▶ **Exercise**:
Present the data once more in exactly its original form.

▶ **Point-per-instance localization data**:
╔══
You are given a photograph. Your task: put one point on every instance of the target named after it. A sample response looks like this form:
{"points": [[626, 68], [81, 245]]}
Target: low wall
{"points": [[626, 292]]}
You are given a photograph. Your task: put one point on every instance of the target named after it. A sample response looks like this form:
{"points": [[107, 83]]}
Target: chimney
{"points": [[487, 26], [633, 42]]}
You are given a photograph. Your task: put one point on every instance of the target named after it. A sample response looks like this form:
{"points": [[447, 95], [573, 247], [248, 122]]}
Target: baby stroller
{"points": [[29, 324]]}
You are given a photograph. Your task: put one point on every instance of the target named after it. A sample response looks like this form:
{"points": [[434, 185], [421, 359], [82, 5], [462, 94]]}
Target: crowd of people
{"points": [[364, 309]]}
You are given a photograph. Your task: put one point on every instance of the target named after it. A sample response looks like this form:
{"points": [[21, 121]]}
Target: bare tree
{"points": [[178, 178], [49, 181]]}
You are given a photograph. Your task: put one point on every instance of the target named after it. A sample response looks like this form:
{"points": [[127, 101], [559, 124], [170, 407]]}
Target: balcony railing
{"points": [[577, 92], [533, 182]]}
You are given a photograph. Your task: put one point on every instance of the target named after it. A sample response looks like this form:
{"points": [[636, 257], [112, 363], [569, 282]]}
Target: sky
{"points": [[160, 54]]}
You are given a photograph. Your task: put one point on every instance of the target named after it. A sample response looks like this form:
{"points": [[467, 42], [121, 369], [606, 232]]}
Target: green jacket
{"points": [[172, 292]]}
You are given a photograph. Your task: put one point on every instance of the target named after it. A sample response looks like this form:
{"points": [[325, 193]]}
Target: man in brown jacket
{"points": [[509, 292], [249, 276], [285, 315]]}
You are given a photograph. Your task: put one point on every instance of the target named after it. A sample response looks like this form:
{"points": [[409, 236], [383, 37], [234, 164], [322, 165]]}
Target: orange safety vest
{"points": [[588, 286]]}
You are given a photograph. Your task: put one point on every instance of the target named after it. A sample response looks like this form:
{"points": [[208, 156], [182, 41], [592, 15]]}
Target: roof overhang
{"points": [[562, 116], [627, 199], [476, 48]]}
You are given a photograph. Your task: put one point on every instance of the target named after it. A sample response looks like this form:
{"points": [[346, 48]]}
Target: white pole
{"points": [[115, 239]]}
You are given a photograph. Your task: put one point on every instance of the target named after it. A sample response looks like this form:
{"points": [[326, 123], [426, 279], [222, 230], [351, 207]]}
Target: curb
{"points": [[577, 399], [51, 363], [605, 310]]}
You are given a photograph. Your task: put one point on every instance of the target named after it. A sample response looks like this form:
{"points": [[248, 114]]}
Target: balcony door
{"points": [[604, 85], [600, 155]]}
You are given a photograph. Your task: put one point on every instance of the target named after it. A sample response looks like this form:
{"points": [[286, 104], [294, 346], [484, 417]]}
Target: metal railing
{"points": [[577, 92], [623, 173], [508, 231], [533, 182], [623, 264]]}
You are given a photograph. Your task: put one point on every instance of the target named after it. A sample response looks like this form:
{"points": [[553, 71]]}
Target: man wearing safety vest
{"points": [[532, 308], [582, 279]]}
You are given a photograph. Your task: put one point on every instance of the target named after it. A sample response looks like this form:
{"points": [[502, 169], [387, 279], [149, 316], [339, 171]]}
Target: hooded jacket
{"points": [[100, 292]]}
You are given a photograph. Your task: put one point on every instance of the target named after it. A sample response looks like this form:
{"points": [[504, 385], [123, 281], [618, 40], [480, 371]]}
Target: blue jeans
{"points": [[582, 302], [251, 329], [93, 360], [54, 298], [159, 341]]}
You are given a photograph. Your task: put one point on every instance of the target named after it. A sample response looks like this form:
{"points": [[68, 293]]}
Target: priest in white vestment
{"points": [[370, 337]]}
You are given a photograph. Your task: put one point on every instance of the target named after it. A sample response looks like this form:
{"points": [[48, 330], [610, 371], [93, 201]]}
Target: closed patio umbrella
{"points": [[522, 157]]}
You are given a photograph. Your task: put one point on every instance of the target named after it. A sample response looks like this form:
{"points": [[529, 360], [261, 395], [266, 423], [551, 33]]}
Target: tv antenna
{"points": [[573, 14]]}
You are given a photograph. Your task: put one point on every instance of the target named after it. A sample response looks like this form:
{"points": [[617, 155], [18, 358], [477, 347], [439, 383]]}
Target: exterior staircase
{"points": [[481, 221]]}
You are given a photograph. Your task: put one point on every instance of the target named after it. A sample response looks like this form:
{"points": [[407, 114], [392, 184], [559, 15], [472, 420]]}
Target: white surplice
╚══
▶ **Response**:
You are given a photograph. Your task: put one point on every instance of the target named after it. A sample response looks like this form:
{"points": [[626, 68], [81, 245]]}
Target: low wall
{"points": [[626, 292]]}
You are given a photograph. Your task: put one point on every instance of the target named after it. A sample response looks like this form:
{"points": [[107, 83]]}
Target: chimney
{"points": [[487, 26], [633, 42]]}
You are given a photograph. Your task: put one point on every instance of the target named after it. A sample response looks like this form:
{"points": [[447, 95], [573, 247], [248, 122]]}
Target: baby stroller
{"points": [[29, 324]]}
You are given a photograph. Your task: put one point on every instance of the target named after it. A sample response looks like this form:
{"points": [[434, 185], [421, 359], [82, 5], [462, 94]]}
Target: crowd of people
{"points": [[364, 309]]}
You are given a photograph. Your task: put one point on every instance of the target named after it. A sample response looks like this form:
{"points": [[21, 121]]}
Target: bare tree
{"points": [[178, 178], [49, 181]]}
You are given a photograph. Your task: put one point on every instance of the target named after it. A sample response looks like this form:
{"points": [[127, 101], [559, 124], [170, 407]]}
Target: balcony railing
{"points": [[577, 92], [533, 182]]}
You are given a photograph. Your task: put one point on every instance of the target named after it. A sample response looks like this form:
{"points": [[636, 257], [112, 363], [569, 282]]}
Target: sky
{"points": [[160, 54]]}
You are given a photograph. Your task: put one point on every instance of the target named after it. A sample response looks like this form:
{"points": [[467, 42], [121, 369], [606, 232]]}
Target: green jacket
{"points": [[172, 292]]}
You are given a photograph. Your task: put one point on every instance of the target named after it. A sample response looks like this form:
{"points": [[325, 193]]}
Target: man in brown jacket
{"points": [[509, 292], [249, 276], [285, 315]]}
You are given a photograph. Your task: put one point on every instance of the target named after it. A sample response looks like this form:
{"points": [[409, 236], [383, 37], [234, 164], [322, 165]]}
Target: orange safety vest
{"points": [[588, 286]]}
You are given a photograph. Your task: put one point on every instance of the target named after it. A sample response looks like this form:
{"points": [[208, 156], [182, 41], [592, 15]]}
Target: roof overhang
{"points": [[562, 116], [627, 199], [476, 48]]}
You are given a photograph. Your task: put one point on every instance of the target named after it. A sample response looks like this form:
{"points": [[346, 48]]}
Target: white pole
{"points": [[115, 239]]}
You are given a photograph. Your task: put one point on every instance of the target named after it. A sample response looks like this form:
{"points": [[326, 123], [426, 279], [222, 230], [351, 207]]}
Target: curb
{"points": [[577, 399], [51, 363], [605, 310]]}
You are given a photograph. Your task: put one point on every instance of the target named after it. A sample response looks like this form:
{"points": [[248, 114]]}
Target: balcony door
{"points": [[604, 85], [600, 155]]}
You are given a photograph. Your task: put one point on every instance of the target named after it. A sample response looks like this form:
{"points": [[286, 104], [294, 346], [484, 417]]}
Target: metal railing
{"points": [[577, 92], [623, 173], [508, 231], [533, 182], [623, 264]]}
You are given a photograph. Your task: put one point on every instance of the target named after it. A sample response looks like this form:
{"points": [[553, 71]]}
Target: man wearing safety vest
{"points": [[532, 308], [582, 279]]}
You are given a photograph. Your task: put one point on every instance of the target named after it. A sample response looks like this form:
{"points": [[502, 169], [387, 279], [149, 316], [339, 171]]}
Target: hooded jacket
{"points": [[100, 292]]}
You are given a photograph. Your task: put one point on every instance of the target named after it. A sample response looks like this form:
{"points": [[504, 385], [123, 281], [618, 40], [480, 371]]}
Target: blue jeans
{"points": [[582, 302], [251, 329], [93, 360], [54, 298], [159, 341]]}
You are given a photograph. Your task: put one point on every instance of the target named after it. A sample response looks like this form:
{"points": [[68, 293]]}
Target: priest in white vestment
{"points": [[370, 337]]}
You are given a photograph. Your task: put one point on every instance of the target named after it. A sample response looks like this form:
{"points": [[48, 330], [610, 371], [93, 201]]}
Target: closed patio umbrella
{"points": [[522, 157]]}
You are given a photograph. Your task: put one point on every instance of the target named after it. A sample response looks like this form:
{"points": [[529, 360], [261, 395], [266, 423], [551, 33]]}
Target: tv antenna
{"points": [[573, 14]]}
You are given a photograph. Your task: put one point on every instance of the target named after it. A sample response looks like this form:
{"points": [[617, 155], [18, 358], [477, 347], [439, 383]]}
Target: exterior staircase
{"points": [[481, 221]]}
You are given a photograph. Your task: put one point on every instance of the target named after it. A sample response looks like this form:
{"points": [[407, 114], [392, 184], [559, 15], [472, 420]]}
Target: white surplice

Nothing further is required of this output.